Direction - Your task is to copy the listing exactly. Drop any pictures from the copy.

::: Extracted material

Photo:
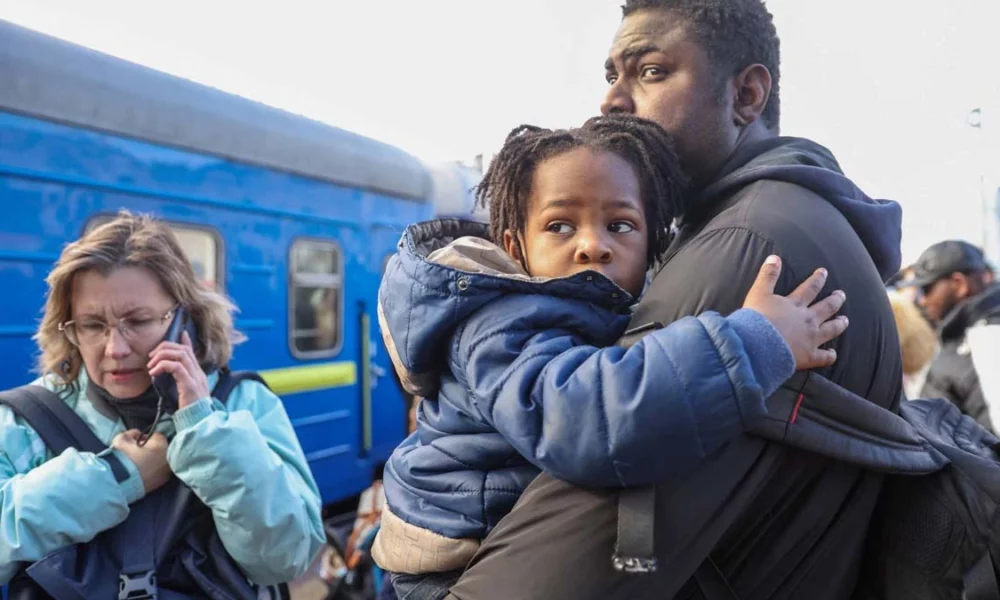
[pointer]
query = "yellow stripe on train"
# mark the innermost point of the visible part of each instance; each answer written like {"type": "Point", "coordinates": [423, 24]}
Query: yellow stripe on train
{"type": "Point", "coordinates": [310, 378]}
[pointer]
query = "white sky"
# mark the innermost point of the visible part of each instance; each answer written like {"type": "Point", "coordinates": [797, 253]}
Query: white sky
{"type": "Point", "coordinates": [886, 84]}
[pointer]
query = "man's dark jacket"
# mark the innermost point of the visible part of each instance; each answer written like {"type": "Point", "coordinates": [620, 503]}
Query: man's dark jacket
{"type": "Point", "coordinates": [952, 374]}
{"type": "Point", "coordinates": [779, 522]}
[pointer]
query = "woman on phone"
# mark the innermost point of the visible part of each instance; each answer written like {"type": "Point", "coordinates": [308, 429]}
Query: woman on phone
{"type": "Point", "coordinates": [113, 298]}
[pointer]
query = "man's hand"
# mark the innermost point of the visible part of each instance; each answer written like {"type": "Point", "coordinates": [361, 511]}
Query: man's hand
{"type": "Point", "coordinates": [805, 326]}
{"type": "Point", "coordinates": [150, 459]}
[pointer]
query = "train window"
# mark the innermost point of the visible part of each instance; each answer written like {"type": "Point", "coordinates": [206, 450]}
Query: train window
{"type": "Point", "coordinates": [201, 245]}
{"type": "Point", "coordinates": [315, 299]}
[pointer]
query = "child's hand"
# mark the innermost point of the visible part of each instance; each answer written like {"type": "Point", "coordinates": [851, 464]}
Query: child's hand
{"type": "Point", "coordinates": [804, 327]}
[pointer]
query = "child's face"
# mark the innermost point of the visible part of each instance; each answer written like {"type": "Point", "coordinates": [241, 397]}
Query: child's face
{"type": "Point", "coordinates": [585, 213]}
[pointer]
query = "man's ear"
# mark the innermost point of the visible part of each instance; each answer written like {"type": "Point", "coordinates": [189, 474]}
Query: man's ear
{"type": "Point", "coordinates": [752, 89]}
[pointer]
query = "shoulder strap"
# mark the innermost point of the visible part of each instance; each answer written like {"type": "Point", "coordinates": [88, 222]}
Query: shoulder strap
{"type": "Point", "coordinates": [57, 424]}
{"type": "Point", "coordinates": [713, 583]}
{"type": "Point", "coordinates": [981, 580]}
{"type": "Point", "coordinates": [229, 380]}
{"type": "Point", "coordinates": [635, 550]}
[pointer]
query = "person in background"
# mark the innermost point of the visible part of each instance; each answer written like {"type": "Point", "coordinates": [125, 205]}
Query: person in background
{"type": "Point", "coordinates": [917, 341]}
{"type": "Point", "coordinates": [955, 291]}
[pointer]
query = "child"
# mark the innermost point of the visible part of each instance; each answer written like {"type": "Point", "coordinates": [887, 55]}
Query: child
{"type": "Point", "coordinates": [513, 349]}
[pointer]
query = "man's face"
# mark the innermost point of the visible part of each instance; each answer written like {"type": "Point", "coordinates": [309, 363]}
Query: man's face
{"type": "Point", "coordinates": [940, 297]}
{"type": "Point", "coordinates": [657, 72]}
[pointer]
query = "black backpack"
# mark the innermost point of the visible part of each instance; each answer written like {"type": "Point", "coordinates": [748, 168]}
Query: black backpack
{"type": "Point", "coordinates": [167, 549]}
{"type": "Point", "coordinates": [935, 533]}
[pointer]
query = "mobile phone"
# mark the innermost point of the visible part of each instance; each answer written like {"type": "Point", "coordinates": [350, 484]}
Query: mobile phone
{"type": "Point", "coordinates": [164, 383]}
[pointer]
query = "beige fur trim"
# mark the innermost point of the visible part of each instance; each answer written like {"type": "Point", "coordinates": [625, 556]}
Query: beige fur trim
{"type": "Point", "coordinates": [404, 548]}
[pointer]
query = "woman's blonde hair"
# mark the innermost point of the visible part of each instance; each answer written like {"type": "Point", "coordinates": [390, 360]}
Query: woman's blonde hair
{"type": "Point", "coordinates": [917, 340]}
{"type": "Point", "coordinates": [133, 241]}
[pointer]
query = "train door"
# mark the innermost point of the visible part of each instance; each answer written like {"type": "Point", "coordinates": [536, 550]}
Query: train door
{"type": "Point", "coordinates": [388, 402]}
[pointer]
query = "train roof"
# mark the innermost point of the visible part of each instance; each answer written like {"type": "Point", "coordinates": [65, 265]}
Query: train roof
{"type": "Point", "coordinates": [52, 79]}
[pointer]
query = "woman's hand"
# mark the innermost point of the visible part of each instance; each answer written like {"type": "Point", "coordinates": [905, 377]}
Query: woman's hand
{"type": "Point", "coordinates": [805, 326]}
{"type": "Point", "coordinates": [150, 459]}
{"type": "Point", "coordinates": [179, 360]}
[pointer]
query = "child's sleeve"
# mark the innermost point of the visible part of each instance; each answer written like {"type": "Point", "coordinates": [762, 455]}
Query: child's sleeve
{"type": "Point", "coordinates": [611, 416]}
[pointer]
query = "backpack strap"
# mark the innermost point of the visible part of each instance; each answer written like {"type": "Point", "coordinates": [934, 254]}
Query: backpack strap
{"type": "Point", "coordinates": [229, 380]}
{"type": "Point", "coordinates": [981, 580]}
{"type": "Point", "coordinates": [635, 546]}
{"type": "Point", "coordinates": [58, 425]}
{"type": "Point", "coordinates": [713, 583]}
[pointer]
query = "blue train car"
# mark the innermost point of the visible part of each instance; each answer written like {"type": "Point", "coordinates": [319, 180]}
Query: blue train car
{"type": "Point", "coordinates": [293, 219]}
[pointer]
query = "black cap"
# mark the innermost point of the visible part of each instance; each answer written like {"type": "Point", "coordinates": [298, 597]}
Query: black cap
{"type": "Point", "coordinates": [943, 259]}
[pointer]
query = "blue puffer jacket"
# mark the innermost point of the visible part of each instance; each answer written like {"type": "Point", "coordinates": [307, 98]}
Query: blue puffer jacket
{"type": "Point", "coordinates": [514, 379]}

::::::

Result of this exercise -
Photo:
[pointer]
query = "yellow stripe on train"
# mark the innermost point of the visible part of each instance; each answer written like {"type": "Point", "coordinates": [423, 24]}
Query: yellow stripe on train
{"type": "Point", "coordinates": [310, 378]}
[pointer]
query = "white sky"
# mark the innermost point of the visible part of each instance; each answer written like {"type": "Point", "coordinates": [797, 253]}
Query: white sky
{"type": "Point", "coordinates": [886, 84]}
[pointer]
query = "man's dark jacket"
# mark the innermost point of the visible part of each instance; each answer written like {"type": "Point", "coordinates": [620, 503]}
Query: man's dark jacket
{"type": "Point", "coordinates": [952, 374]}
{"type": "Point", "coordinates": [779, 522]}
[pointer]
query = "woman on phone"
# mark the innermost point of the visible part of each instance; each answer written like {"type": "Point", "coordinates": [308, 429]}
Query: woman on phone
{"type": "Point", "coordinates": [113, 298]}
[pointer]
query = "man's hand"
# mark the innermost point of the visible part of each instance; each answer written like {"type": "Point", "coordinates": [361, 511]}
Query: man's hand
{"type": "Point", "coordinates": [805, 326]}
{"type": "Point", "coordinates": [150, 459]}
[pointer]
query = "train window"
# mark the innermost point of the visible part of each instance; each answer written like {"type": "Point", "coordinates": [206, 450]}
Query: train window
{"type": "Point", "coordinates": [201, 245]}
{"type": "Point", "coordinates": [315, 299]}
[pointer]
query = "child's hand"
# mark the innermost point of the visible part of each instance; each answer written like {"type": "Point", "coordinates": [851, 464]}
Query: child's hand
{"type": "Point", "coordinates": [804, 327]}
[pointer]
query = "child's face"
# mark the innermost point of the visible part of each instance; each answer written like {"type": "Point", "coordinates": [241, 397]}
Query: child's face
{"type": "Point", "coordinates": [585, 213]}
[pointer]
query = "man's ear"
# mark the innermost point of the visible part of each instance; each answer written like {"type": "Point", "coordinates": [189, 474]}
Query: man's ear
{"type": "Point", "coordinates": [752, 89]}
[pointer]
query = "shoulder strap"
# mark the innermost point of the visible part of each instance; each answer written like {"type": "Point", "coordinates": [88, 222]}
Query: shoulder strap
{"type": "Point", "coordinates": [57, 424]}
{"type": "Point", "coordinates": [713, 583]}
{"type": "Point", "coordinates": [981, 580]}
{"type": "Point", "coordinates": [229, 380]}
{"type": "Point", "coordinates": [635, 550]}
[pointer]
query = "person in background"
# mark the innermost point of the visible part of each instance; each answer written like {"type": "Point", "coordinates": [125, 205]}
Query: person in background
{"type": "Point", "coordinates": [917, 341]}
{"type": "Point", "coordinates": [955, 291]}
[pointer]
query = "child"
# mark the innermost point of the visible part of each instance; each answer written like {"type": "Point", "coordinates": [887, 55]}
Query: child
{"type": "Point", "coordinates": [513, 349]}
[pointer]
query = "man's face"
# mark the innermost point of the visible part of each instance; each answer written like {"type": "Point", "coordinates": [309, 363]}
Query: man's face
{"type": "Point", "coordinates": [940, 297]}
{"type": "Point", "coordinates": [657, 72]}
[pointer]
query = "black backpack"
# mark the innermost point of the visible part of each instance; each answer written like {"type": "Point", "coordinates": [748, 168]}
Query: black backpack
{"type": "Point", "coordinates": [167, 549]}
{"type": "Point", "coordinates": [935, 533]}
[pointer]
query = "mobile phone"
# mark the innermost point of the visible part of each instance; each answer written like {"type": "Point", "coordinates": [350, 484]}
Query: mobile phone
{"type": "Point", "coordinates": [164, 383]}
[pointer]
query = "beige fur trim"
# mark the innermost point of the visible part of each instance; each answer written like {"type": "Point", "coordinates": [625, 556]}
Query: beige fur trim
{"type": "Point", "coordinates": [404, 548]}
[pointer]
query = "woman's blonde hair"
# mark the innermost point of the visible part of each instance; each answer written like {"type": "Point", "coordinates": [390, 360]}
Query: woman's blonde hair
{"type": "Point", "coordinates": [917, 340]}
{"type": "Point", "coordinates": [133, 241]}
[pointer]
query = "train door"
# mark the innermost point of the visible part of each instance; each answer written like {"type": "Point", "coordinates": [536, 550]}
Query: train door
{"type": "Point", "coordinates": [388, 402]}
[pointer]
query = "train roof"
# mark the innermost point of the visible part of each instance; each answer written like {"type": "Point", "coordinates": [65, 265]}
Query: train roof
{"type": "Point", "coordinates": [52, 79]}
[pointer]
query = "woman's hand"
# mark the innermost point of the visible part of each instance; each answer written like {"type": "Point", "coordinates": [905, 377]}
Query: woman's hand
{"type": "Point", "coordinates": [805, 326]}
{"type": "Point", "coordinates": [150, 459]}
{"type": "Point", "coordinates": [179, 360]}
[pointer]
query = "child's sleeve"
# mark the innermost point of the visible part of each instance; each answer written like {"type": "Point", "coordinates": [762, 455]}
Query: child's sleeve
{"type": "Point", "coordinates": [611, 416]}
[pointer]
query = "backpack strap"
# mark the innermost point of the visible part of each instance; each answer written like {"type": "Point", "coordinates": [934, 254]}
Query: backpack strap
{"type": "Point", "coordinates": [229, 380]}
{"type": "Point", "coordinates": [981, 580]}
{"type": "Point", "coordinates": [635, 546]}
{"type": "Point", "coordinates": [58, 425]}
{"type": "Point", "coordinates": [713, 583]}
[pointer]
query = "blue train car"
# mark the innermost point of the visible part of each instance; each answer written like {"type": "Point", "coordinates": [319, 180]}
Query: blue train car
{"type": "Point", "coordinates": [293, 219]}
[pointer]
query = "black cap"
# mark the innermost point of the visible part of each instance; each answer written like {"type": "Point", "coordinates": [298, 597]}
Query: black cap
{"type": "Point", "coordinates": [943, 259]}
[pointer]
query = "blue puffer jacket"
# mark the innermost point of the visible part of each instance; each answer written like {"type": "Point", "coordinates": [307, 98]}
Query: blue puffer jacket
{"type": "Point", "coordinates": [514, 379]}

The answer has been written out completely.